• Passage
↓↓↓

Well…it seems we as a people did it?! We came together and refused to be controlled by lies and the politics of fear. We elected a leader who does not take our intelligence for granted. We said no to a leader who continually insulted our intelligence during his campaign. Barack Obama is our new president. I do not have to hold my breath anymore. I do not have to skeptically hope any longer. It seems we as a people banded together and said we will not take this, not now, and not again. People got involved this time, and it showed. This was not a squeaker of a win. It was not close. The Electoral College was a landslide, and Obama won over 50% of the popular vote for the first time in years. It was a resounding victory, no doubts about it. Virginia went democrat! Florida went democrat! Ohio, Indiana, North Carolina, Colorado, and New Mexico all went democrat! The supposed apathetic youth vote was NOT apathetic this year. The Bradley Effect…well…had no effect. And race transcended all of this. And it was historically beautiful, and singularly moving.

You see…Obama was not a “lesser of two evils” candidate. He was not a, “Well…he isn’t George W. Bush” candidate. Obama is a movement. He is, and represents, a movement of change, a movement towards change, and it was all created by the people and for the people. He is not a politician put in place by a party at power, or a politician that stole an election. Obama is proof that America is ready and willing to change. He is evidence that the majority of us are prepared to take a step into an entirely new and uncharted direction.

↑↑↑

• Given information
↓↓↓

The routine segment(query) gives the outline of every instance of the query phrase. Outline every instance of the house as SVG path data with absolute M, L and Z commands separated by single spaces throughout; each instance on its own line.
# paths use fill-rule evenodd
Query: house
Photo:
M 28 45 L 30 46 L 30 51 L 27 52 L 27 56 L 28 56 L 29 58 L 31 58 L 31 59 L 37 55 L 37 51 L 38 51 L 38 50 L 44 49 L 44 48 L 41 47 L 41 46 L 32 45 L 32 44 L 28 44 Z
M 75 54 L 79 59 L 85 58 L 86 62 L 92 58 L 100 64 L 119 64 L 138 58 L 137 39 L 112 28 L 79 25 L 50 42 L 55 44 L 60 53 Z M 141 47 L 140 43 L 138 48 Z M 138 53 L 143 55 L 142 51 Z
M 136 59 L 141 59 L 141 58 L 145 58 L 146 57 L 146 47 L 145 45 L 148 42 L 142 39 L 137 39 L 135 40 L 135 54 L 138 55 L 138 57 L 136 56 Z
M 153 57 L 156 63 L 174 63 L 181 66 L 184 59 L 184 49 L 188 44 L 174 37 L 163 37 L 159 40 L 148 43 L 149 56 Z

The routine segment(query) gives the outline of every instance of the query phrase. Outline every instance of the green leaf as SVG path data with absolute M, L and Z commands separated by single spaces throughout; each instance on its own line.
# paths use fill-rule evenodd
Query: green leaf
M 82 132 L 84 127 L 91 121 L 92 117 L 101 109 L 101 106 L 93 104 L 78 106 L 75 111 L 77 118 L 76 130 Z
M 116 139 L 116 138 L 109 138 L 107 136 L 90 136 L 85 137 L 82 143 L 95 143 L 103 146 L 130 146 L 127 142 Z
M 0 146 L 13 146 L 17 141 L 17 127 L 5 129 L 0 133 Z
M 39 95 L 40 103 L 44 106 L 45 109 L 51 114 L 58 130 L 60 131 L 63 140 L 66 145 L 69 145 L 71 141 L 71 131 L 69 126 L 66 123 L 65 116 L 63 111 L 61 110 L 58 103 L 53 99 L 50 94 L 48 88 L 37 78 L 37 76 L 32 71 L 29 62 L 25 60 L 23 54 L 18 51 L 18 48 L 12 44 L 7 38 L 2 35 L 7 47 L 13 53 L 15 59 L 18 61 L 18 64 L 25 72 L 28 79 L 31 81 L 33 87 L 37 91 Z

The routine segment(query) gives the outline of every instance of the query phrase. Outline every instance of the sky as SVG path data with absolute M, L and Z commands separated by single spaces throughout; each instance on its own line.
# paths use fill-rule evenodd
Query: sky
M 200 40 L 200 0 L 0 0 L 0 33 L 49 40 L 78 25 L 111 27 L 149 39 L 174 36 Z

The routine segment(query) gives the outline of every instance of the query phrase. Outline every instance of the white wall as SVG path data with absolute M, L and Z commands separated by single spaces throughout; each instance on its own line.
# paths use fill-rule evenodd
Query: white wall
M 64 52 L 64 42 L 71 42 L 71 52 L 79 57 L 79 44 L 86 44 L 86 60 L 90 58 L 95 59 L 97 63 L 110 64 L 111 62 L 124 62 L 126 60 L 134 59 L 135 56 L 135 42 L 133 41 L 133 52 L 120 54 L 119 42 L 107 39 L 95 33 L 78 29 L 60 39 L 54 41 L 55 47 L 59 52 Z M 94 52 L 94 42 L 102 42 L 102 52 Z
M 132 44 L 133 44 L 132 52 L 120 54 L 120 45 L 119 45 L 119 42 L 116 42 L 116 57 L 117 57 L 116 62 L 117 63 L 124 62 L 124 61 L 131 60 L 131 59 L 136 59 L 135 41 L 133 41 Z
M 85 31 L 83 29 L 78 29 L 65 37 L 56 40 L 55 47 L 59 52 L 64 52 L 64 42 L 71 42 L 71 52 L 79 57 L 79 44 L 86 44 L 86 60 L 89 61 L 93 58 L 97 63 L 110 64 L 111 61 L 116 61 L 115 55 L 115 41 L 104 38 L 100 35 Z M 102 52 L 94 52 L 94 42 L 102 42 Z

↑↑↑

• Problem statement
Please carry the piece on Barack Obama's election forward, picking up right after its final sentence. The entries have nothing to do with the piece on Barack Obama's election.

• Response below
Obama represents the idea of a better and more promising tomorrow. He stands for the things that America so desperately needs. He stands for growing the middle class, ending dependence on foreign oil, the possibility of a post-partisan Washington, renewable energy, health care for all, environmental reform, international diplomacy, renewing our status and respect abroad, economic stability, and a military power that will not need to use its power until every other option is completely exhausted. And possibly more important that all of this…he is a leader that the youth of this country look up to, admire, respect, believe in, and not too far down the road, that generation will be the leaders of this nation. They deserve someone who will start to implement the changes that must be made for our nation to continue to thrive and flourish for many generations to come.

This was one of the dirtiest and nastiest campaigns of recent memory. I was glad to see that everyone refused to be swayed by the lies and distortions the McCain campaign so tirelessly spewed forth in their final weeks. I will, however, say this…I feel bad for John McCain. He was very gracious in defeat. I believe at his core, he is a good man, and an obviously dedicated to this nation. I feel bad for John McCain because I believe he surrounded himself with people that convinced him to take his campaign in a direction he himself would not have chosen. I feel that perhaps he saw this for what it was: His final chance at being elected president. And he panicked. He crumbled under the pressure. And I feel bad for him. Granted, I did not want him leading this country, but I do feel bad about all the “Worst Campaign Ever” headlines I have seen recently. Conversely, I DO NOT feel bad for Sarah Palin. She was never qualified for this position. And everyone who thinks she needs to run in 2012 needs to take another look at why the republican ticket lost this year, and realize that she represents all of those things. Politics of fear, lies, distortions, scorch the Earth politics.

And besides…how can you possibly run AGAINST Hope?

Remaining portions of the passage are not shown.